* Excerpted text *
• • • •
We are now three days into our transit down to Antarctica. The highlight of the second day was the obligatory boat drill. After we had a briefing from the captain on the first day, we used this drill to identify the location of our life boats and escape routes. We all had to come equipped with our life vests and hard heads, and had to then try on our survival suites. These gumby suites are water proof and float in water – they may safe our lives for a considerable amount of time if we ever have to abandon the ship. The exercise of trying them on however is one of the most entertaining bits on research expeditions. They are very awkward to put on and even harder to get off. In the picture you can see one of my colleagues in his suite. I am sure that a video of the event will follow soon. ..
In the late hours of Sunday we started hitting rougher seas. I personally love lying down in my bunk bed and being rocked into sleep by the movement of the ship! However some of my colleagues had a hard time on Monday, and the doctor on the ship was busy with giving out medication against sea-sickness. We are currently in the 40s (latitudes south of 40°S), and the conditions will probably get worth tomorrow while heading further south.
We are still spending most of our time with learning the specifics of our jobs here at sea. Each individual scientist on this cruise has their own scientific goals, but as a team we will work to accomplish the overall scientific objectives of the expedition (http://publications.iodp.org/scientific_prospectus/318/index.html). This involves a lot of hands on steps. While the actual drilling is done by the experienced ship’s crew, the opening and first sampling of the core is done by ship technicians with the help of scientists. After careful labeling the individual sections of recovered drill core are brought inside the ship and split into a working half and an archive half. The archive half is processed through a digital imaging system and then carefully described by the sedimentologists (i.e., how much mud there is, how much sand there is, whether we find dropstones from icebergs, etc). Palaeontologists at the same time look at the various microorganisms found in the cores and palaeomagnetists measure the magnetic properties. Parts of the newly recovered core are also subject to destructive analyses, which we do right here out at sea. Our ship is a big floating laboratory, but I will write more about this aspect when we have retrieved the first drill core.
Below (on special request) a little video of the ‘rolling ocean’. I will upload another video when it gets rougher so that you can get an impression of what it is like out at sea on the JOIDES Resolution!
• • • •
* Supplied data *
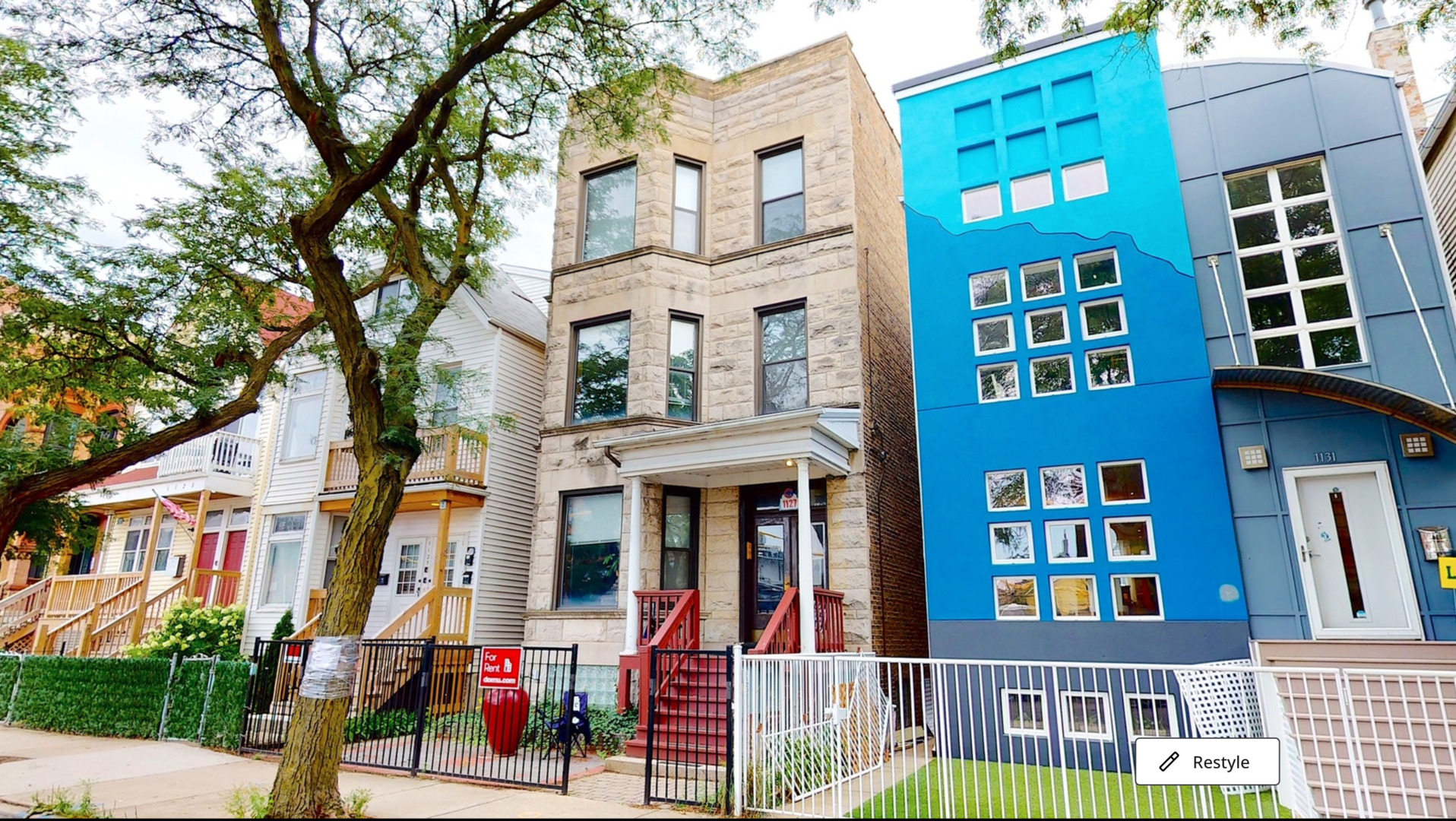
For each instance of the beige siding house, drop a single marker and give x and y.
(730, 347)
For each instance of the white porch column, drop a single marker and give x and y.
(806, 561)
(634, 566)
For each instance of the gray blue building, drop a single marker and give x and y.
(1173, 389)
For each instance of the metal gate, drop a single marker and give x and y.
(418, 708)
(689, 728)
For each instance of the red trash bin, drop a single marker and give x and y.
(504, 714)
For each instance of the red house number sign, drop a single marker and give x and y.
(502, 667)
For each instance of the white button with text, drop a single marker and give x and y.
(1213, 762)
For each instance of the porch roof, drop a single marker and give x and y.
(742, 452)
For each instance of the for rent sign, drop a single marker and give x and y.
(502, 667)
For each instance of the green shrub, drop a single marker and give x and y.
(388, 724)
(191, 629)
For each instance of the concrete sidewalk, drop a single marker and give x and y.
(152, 779)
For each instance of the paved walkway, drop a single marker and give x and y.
(150, 779)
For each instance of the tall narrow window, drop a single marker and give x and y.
(300, 431)
(688, 197)
(679, 539)
(785, 364)
(591, 550)
(600, 370)
(1295, 281)
(609, 224)
(682, 369)
(780, 185)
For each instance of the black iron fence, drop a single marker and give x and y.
(689, 728)
(418, 708)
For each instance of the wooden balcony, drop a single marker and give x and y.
(451, 456)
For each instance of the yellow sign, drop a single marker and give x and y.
(1448, 569)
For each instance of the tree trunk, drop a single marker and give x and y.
(308, 782)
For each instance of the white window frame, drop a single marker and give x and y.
(1043, 264)
(1109, 717)
(1111, 540)
(1072, 375)
(1052, 194)
(1031, 540)
(1011, 335)
(1015, 372)
(1132, 373)
(1066, 191)
(1066, 329)
(1162, 610)
(1025, 482)
(1122, 318)
(1147, 491)
(1117, 270)
(966, 195)
(1006, 725)
(1173, 714)
(1004, 274)
(1041, 487)
(1286, 248)
(1052, 558)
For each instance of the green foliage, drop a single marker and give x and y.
(369, 725)
(62, 805)
(188, 629)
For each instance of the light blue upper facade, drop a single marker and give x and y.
(1141, 383)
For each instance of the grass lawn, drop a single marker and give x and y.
(988, 789)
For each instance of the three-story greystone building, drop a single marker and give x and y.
(728, 348)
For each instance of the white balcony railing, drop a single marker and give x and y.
(230, 455)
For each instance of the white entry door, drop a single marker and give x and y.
(1352, 552)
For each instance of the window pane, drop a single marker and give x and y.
(1097, 270)
(990, 289)
(610, 226)
(783, 335)
(1087, 179)
(602, 370)
(283, 572)
(1050, 326)
(1330, 302)
(1107, 369)
(980, 203)
(1041, 280)
(1309, 220)
(1248, 191)
(302, 431)
(1335, 347)
(1318, 261)
(1300, 181)
(1052, 376)
(1263, 270)
(680, 395)
(782, 173)
(591, 550)
(1123, 482)
(1103, 318)
(1282, 351)
(1255, 229)
(785, 386)
(993, 335)
(999, 382)
(1031, 192)
(783, 219)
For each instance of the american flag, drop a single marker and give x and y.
(176, 512)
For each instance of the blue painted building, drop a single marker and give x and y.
(1074, 482)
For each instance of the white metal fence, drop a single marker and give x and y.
(863, 737)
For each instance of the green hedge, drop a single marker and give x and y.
(127, 698)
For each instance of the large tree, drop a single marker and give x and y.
(354, 141)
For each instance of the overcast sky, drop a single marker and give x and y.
(893, 41)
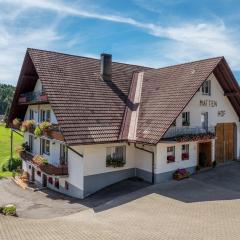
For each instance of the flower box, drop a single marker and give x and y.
(50, 180)
(181, 174)
(170, 159)
(185, 156)
(22, 99)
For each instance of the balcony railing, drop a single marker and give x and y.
(46, 168)
(33, 97)
(175, 132)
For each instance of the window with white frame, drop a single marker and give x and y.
(206, 88)
(170, 154)
(43, 115)
(30, 143)
(186, 118)
(116, 156)
(31, 114)
(48, 115)
(45, 146)
(63, 154)
(185, 152)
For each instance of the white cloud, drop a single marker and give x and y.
(182, 42)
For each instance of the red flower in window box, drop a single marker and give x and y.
(50, 180)
(171, 158)
(185, 156)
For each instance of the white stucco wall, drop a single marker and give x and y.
(143, 160)
(37, 111)
(75, 168)
(161, 157)
(95, 158)
(223, 104)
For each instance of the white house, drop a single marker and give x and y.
(111, 121)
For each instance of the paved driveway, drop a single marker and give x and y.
(205, 206)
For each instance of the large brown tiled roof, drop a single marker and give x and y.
(90, 110)
(87, 108)
(165, 93)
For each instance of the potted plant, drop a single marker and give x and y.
(40, 160)
(44, 126)
(37, 132)
(17, 123)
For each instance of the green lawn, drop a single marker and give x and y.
(5, 135)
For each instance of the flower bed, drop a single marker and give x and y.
(181, 174)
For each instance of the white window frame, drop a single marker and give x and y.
(171, 152)
(48, 115)
(42, 115)
(45, 148)
(185, 118)
(112, 152)
(185, 149)
(31, 114)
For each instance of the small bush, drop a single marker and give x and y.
(9, 210)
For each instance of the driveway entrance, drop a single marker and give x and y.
(225, 142)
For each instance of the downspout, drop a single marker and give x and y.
(153, 163)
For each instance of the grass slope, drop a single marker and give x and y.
(5, 141)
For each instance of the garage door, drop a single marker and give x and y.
(225, 142)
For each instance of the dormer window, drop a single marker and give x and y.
(206, 88)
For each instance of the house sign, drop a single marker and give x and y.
(208, 103)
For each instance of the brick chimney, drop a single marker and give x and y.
(106, 66)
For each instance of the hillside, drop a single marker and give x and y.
(6, 95)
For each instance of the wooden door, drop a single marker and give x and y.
(225, 142)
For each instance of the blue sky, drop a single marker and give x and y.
(154, 33)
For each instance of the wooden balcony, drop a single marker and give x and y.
(49, 169)
(33, 98)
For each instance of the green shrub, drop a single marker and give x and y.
(9, 210)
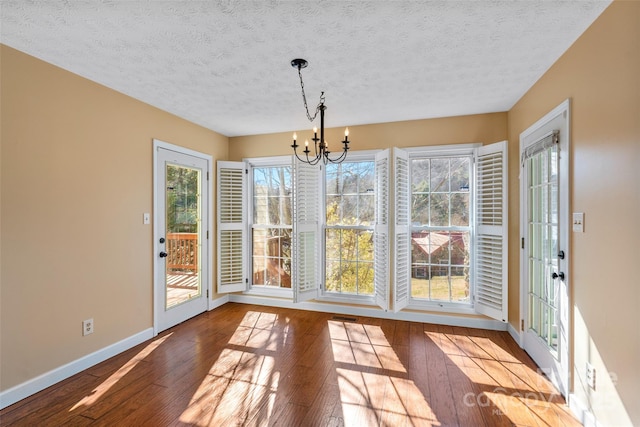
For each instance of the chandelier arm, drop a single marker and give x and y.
(339, 159)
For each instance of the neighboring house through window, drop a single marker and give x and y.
(321, 232)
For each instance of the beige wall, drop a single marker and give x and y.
(485, 128)
(600, 73)
(76, 175)
(76, 178)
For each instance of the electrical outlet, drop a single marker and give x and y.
(87, 327)
(591, 376)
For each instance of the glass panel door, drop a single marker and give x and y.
(181, 235)
(542, 194)
(183, 225)
(544, 222)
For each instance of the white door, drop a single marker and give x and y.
(181, 244)
(544, 223)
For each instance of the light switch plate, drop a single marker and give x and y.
(578, 222)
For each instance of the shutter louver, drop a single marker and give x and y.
(306, 202)
(381, 231)
(402, 252)
(491, 231)
(231, 227)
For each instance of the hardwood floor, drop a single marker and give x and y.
(252, 365)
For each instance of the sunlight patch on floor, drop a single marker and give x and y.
(99, 391)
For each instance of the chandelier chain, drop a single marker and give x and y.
(304, 99)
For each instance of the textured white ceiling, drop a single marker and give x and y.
(226, 64)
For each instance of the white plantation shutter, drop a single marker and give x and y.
(491, 231)
(306, 214)
(401, 244)
(232, 220)
(381, 231)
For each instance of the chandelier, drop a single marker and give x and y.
(321, 146)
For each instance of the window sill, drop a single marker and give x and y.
(270, 292)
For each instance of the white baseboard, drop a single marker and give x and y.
(213, 304)
(39, 383)
(438, 319)
(582, 412)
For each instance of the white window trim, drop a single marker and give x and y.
(447, 151)
(473, 307)
(260, 162)
(324, 296)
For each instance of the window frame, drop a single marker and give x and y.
(447, 151)
(262, 162)
(355, 157)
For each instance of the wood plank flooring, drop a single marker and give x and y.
(257, 366)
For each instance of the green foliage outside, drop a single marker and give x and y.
(182, 199)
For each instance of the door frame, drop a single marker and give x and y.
(206, 278)
(563, 112)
• • • •
Reproduce word for word the passage of the Antarctic transit text starting at "We are now three" and ending at "follow soon. ..".

* Written answer *
We are now three days into our transit down to Antarctica. The highlight of the second day was the obligatory boat drill. After we had a briefing from the captain on the first day, we used this drill to identify the location of our life boats and escape routes. We all had to come equipped with our life vests and hard heads, and had to then try on our survival suites. These gumby suites are water proof and float in water – they may safe our lives for a considerable amount of time if we ever have to abandon the ship. The exercise of trying them on however is one of the most entertaining bits on research expeditions. They are very awkward to put on and even harder to get off. In the picture you can see one of my colleagues in his suite. I am sure that a video of the event will follow soon. ..